Please copy every line of the material below word for word, from the first line to the last.
■ ■ ■ ■
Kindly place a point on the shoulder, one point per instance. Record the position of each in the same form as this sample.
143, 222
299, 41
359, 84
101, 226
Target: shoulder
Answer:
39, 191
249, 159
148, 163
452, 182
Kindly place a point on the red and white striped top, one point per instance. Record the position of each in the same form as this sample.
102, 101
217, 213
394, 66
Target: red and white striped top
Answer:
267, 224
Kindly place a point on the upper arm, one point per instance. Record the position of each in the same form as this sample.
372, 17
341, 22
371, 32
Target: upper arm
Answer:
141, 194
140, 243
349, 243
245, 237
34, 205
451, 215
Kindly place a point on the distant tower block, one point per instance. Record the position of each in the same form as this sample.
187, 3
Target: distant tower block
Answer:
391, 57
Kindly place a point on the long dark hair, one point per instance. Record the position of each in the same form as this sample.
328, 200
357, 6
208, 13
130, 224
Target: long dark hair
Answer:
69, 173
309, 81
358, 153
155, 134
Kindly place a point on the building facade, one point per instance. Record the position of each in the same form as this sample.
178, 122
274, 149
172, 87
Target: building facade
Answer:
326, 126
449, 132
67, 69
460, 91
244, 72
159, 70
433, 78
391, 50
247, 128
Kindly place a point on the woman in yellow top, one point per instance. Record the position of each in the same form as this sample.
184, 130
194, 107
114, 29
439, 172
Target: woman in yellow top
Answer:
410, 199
■ ■ ■ ■
Finished answer |
Kindly place a point on the shoulder, one point per instance. Record the position of each in the same form as this sample.
143, 222
299, 41
359, 84
101, 226
Target: shoulder
Answer:
39, 191
249, 159
148, 163
452, 182
Kindly place a point on the red and white striped top, one point per instance. Record the position of each in the same form as this sample.
102, 101
217, 213
394, 66
Target: red and white striped top
Answer:
267, 224
Kindly place a point on the upper arm, one point per instance. Record the position of each in the same form as this sample.
372, 17
341, 22
371, 32
Target: upper arm
Answer:
141, 194
140, 243
349, 243
245, 237
34, 205
451, 215
Kindly place a point on the distant tower block, one point per instance. Record the position of each in the same form as this sample.
187, 3
Target: distant tower block
Answer:
391, 57
Kindly place a point on the long dark hair, one point per instance. Record the position of each in the same form as this sample.
328, 200
357, 6
208, 13
130, 224
Target: long dark hair
Answer:
69, 173
309, 81
358, 153
155, 134
Kindly place a point on the building facade, one point per instance. Record the position of each in the same form as this sample.
178, 122
274, 149
172, 87
Target: building facade
Answer:
326, 126
449, 132
67, 69
460, 91
244, 72
159, 70
433, 78
391, 50
247, 128
Kindly place a point on the woman in yellow top, one point per instance. Record the position of each in the same form as this sample.
184, 130
194, 107
114, 29
439, 172
Target: woman in yellow top
Answer:
410, 199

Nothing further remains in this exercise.